In defense of Privacy

Recently I heard a pernicious argument, namely that privacy does not exist and the notion of it should be abolished. The person who said this argued that hundreds of thousands of people are dying every year because of a false notion of privacy. To him, this conclusion is based on privacy concerns related to medical information, and that if there were no privacy, then everyone’s medical records would be open to scientists, thereby somehow leading to medical discoveries that would save lives.

This is notion, that somehow anyone who expects privacy is indirectly responsible for people dying, is meant to make us feel guilty enough to agree that we should have no privacy at all. But I take issue with this!

I proposed that “privacy itself is a good thing, which we all benefit from,” but this fellow refused to hear it, saying that privacy is just a form of belief, the same as Mormonism.

“If privacy does not exist, would you want people to just walk into your back yard garden and set up tents for camping?” I asked.

 

“You are arguing from a metaphor,” he said dismissively.

But what worried me is that some others began to agree with him, because of the medical transparency issue. But I must say that the whole argument is wrong!   Transparency of our medical records would only be beneficial to all of us if we benefit equally from the results. As it is, without any national or in any way equally distributed health care system, the benefits only accrue to the profit-making medical industry and to the rich who can afford the results.

Unfortunately, this incident gave me further pause to reflect on privacy. I am suspicious that elitist interests (such as the Koch Brothers, the Carlyle Group, the financial gangsters) have now fixed on the need to eradicate privacy as a cause célèbre.  This is curious.  Surely they are not turning into communists, wanting the benefits of everyone in society as a whole to be held above the individual’s rights. This goes directly against their libertarian grain. No, there must be something more insidious to this new attack on privacy…keeping in mind that Internet Privacy is also under continuous attack in the legislature.    There must be something more purposive behind an attack on the very notion of privacy, at once to destroy it as “right to privacy,” and to declare that it is a myth which doesn’t exist.

Might it not be, in fact, that the ruling class want to deliberately erode the notion of privacy, because it is inextricably linked to Liberty?  That is to say, the freedom of an individual to be left alone in their own pursuits, by default, _demands _a great degree of privacy, does it not?  To eradicate privacy is to instantiate the panopticon, the police state, and strips away the most basic veil of self-protection that we have for our individual freedom.

Dataset excerpt –
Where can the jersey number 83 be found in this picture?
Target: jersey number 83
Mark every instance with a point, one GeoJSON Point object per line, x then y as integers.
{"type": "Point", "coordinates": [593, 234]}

Apply what you read –
[1] Render this sentence from the privacy essay in Spanish: "Unfortunately, this incident gave me further pause to reflect on privacy."
[2] Carry the privacy essay forward by writing the paragraph that would come after its last sentence.
The lines have no connection to the privacy essay.

Responses to the exercise –
[1] Lamentablemente, este incidente me hizo reflexionar aún más sobre la privacidad.

[2]
Yet, in the rotten nut-meat that passes for brains among the self-anointed elite, the destruction of privacy is a desirable outcome.  Because, naturally, it assumes that THEY will be doing the watching, and THEY will decide whose privacy and liberty are being abolished, but it could never apply to THEM.  Drunk with power, the elite could not imagine that their own privacy would also be abolished.   How else could any sane human being deny the basic good that derives from privacy?

There is a rather excellent post on REDDIT that sums up the benefits of privacy http://goo.gl/E5csH:

• Privacy is freedom

• Invading a person’s privacy can give you access to information about them which you can then use against them, even if that information is not objectively illegal, immoral or unethical

• Privacy is not the same as secrecy. In other words, privacy is not necessarily about hiding bad things.

• The people doing the violation of privacy are not infallible. They are human beings, and as such are liable to corruption. “Who watches the watchmen?”

• The invasion of privacy causes psychological distress. If invasion of privacy is accepted as standard, mass decline in public’s mental well-being will follow.

• A democracy is based (as least in theory) on the government serving the people. If the people want privacy, the government has to grant them privacy.

• Denying privacy hampers free speech, as people may not want to voice unpopular opinions if they know they are constantly being monitored. It also restricts creativity for similar reasons.

• The loss of privacy is tantamount to losing one’s identity, as one is no longer to hold the beliefs or behave in a way consistent with their true selves.

How true these points are.

There is also a rather good essay by Bruce Schnier, The Eternal Value of Privacy:

http://www.schneier.com/essay-114.html

Those who would strip away our basic right to privacy are not some benificent angels, trying to heal us…what a preposterous notion!

Better to keep in mind what J.S.Mill had to say about Society and the Individual in On Liberty: “The strongest argument against public interference with purely personal conduct is that, when it does interfere, the odds are that it interferes wrongly, and in the wrong place.”